→ Work to be completed
Print the entries verbatim, starting at the first line and ending at the line that contains "[(147, 113), (326, 168), (260, 132), (183, 116)]", both included.

→ Extracted data
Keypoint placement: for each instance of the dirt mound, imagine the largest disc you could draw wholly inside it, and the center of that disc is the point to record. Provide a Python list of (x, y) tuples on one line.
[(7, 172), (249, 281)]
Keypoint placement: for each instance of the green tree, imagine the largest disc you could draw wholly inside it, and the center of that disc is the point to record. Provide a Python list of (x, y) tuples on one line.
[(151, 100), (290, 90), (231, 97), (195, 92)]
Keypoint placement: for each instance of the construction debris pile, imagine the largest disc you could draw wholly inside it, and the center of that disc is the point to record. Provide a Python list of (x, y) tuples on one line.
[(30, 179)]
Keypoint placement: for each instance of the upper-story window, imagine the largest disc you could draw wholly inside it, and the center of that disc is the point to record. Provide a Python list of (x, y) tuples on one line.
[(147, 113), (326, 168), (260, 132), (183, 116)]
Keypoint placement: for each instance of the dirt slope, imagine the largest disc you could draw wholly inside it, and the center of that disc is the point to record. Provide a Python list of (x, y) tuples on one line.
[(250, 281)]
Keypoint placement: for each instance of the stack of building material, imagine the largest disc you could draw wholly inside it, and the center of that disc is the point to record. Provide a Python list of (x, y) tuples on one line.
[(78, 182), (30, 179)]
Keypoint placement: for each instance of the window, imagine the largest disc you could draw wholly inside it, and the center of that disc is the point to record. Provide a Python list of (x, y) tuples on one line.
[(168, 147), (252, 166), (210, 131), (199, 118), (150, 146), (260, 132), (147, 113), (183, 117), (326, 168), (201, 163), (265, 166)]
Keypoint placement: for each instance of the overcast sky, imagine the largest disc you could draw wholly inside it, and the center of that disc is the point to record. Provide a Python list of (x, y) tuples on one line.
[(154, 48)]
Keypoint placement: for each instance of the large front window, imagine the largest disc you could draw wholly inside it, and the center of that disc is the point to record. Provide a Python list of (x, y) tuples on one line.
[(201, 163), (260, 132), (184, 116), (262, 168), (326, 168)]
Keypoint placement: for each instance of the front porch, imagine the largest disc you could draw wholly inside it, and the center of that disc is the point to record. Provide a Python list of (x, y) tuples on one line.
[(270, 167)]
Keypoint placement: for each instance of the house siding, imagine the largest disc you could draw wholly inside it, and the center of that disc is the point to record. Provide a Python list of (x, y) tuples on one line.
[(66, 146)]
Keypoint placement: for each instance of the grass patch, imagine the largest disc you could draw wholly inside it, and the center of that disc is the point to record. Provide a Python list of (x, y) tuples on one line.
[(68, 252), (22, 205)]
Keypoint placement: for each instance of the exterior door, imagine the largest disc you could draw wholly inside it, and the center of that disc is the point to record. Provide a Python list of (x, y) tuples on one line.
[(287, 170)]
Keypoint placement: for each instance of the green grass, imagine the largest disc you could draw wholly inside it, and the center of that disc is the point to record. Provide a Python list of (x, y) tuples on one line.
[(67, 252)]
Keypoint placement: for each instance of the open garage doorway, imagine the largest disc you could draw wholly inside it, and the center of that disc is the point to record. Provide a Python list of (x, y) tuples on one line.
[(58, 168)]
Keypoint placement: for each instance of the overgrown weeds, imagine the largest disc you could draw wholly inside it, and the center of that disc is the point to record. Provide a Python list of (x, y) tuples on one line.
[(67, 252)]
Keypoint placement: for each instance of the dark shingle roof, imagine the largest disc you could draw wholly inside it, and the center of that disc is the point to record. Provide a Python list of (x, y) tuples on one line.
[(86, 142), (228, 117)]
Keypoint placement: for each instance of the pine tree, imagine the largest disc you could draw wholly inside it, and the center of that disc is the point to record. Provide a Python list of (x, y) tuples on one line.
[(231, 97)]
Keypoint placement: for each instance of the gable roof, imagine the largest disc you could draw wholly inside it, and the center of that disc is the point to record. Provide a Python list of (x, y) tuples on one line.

→ Complete output
Keypoint placement: for each instance of the dirt mound, imagine the largest disc you could draw wholly inside it, and the center of that disc is the point to record. Provide a Python list of (x, y) tuples on one line.
[(7, 172), (249, 281)]
Keypoint placement: for each instance of the green tree, imagine the largest disc you could draw wholly inside it, and the center of that disc is the point to record. Provide a Python list of (x, y) tuples on one line.
[(151, 100), (290, 90), (231, 97), (195, 92)]
Keypoint placement: for each instance of the construction debris pile, imagine the largest disc you could draw wholly inside it, and the center of that disc is the point to record. Provide a Python list of (x, y) tuples on one line.
[(30, 179)]
Keypoint placement: for each instance of the upper-story window, imagine the largest disc you could draw wholly inside it, and the center of that disc is the point to record. Provide a Python list of (x, y) tuples on one line.
[(147, 113), (326, 168), (260, 132), (183, 116)]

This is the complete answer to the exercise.